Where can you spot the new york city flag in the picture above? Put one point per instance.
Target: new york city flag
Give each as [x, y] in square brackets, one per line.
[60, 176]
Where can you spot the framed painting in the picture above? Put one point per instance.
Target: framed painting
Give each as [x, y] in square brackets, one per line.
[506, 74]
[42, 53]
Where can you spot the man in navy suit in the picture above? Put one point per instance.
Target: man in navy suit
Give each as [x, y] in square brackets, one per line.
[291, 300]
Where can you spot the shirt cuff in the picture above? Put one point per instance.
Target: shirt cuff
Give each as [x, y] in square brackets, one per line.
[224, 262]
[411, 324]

▬▬▬▬▬▬▬▬▬▬

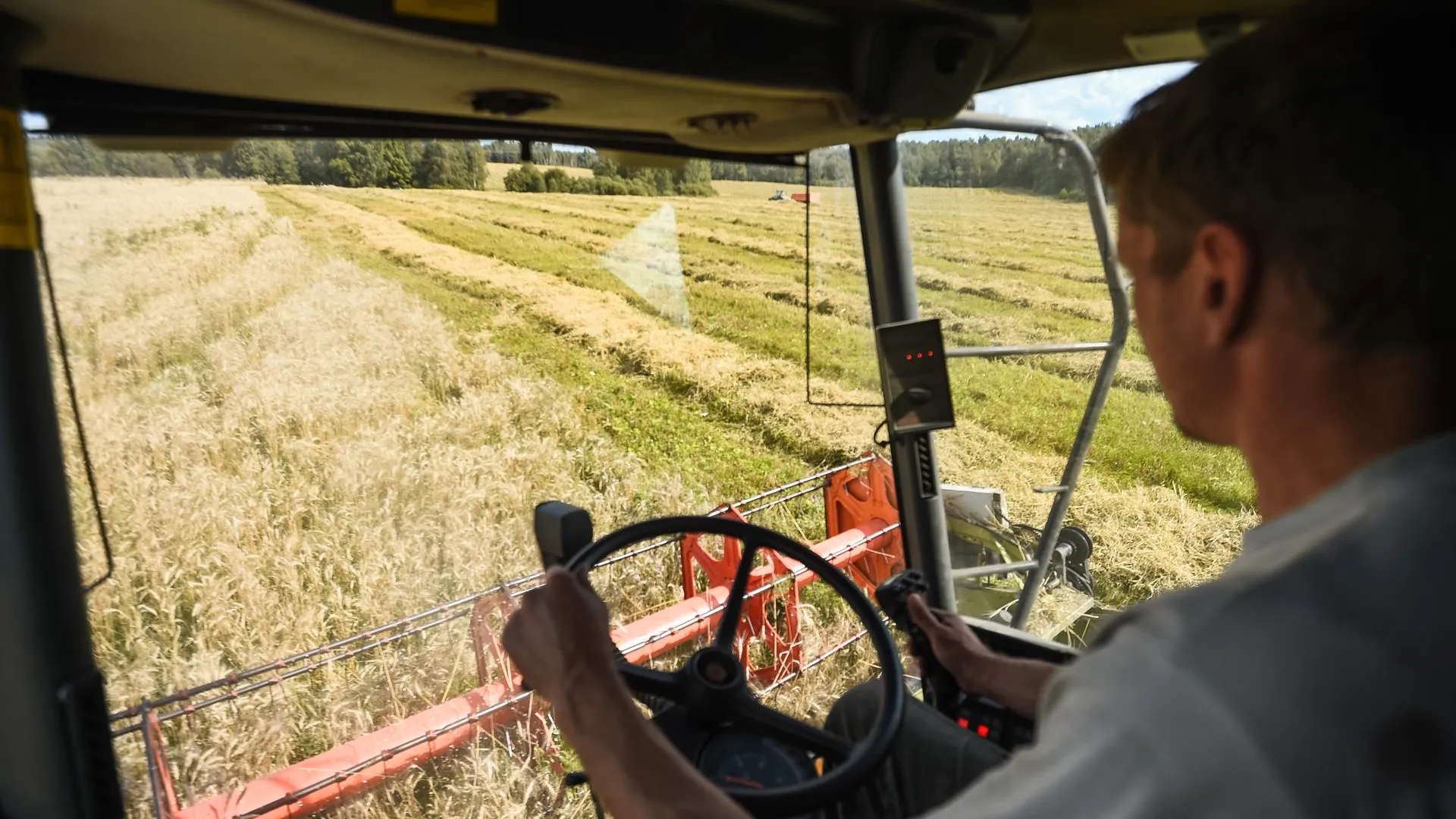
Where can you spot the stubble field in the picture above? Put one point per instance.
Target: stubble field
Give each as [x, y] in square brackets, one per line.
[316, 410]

▬▬▬▬▬▬▬▬▬▬

*Task*: Locate every line in the data above that contains the string "point", and copy each of those lines out in full.

*Result for this task*:
Where can you spot the new york city flag in the picture above? Put one point per instance.
Where can you spot the framed painting in the picture above? Put one point per instance.
Where can you spot the man in navy suit in the picture above? Put one point per instance.
Where can you spot the shirt cuff in the picture above? Put one point per instance.
Where can you spot the stubble field in the picture above? Put one point per instance.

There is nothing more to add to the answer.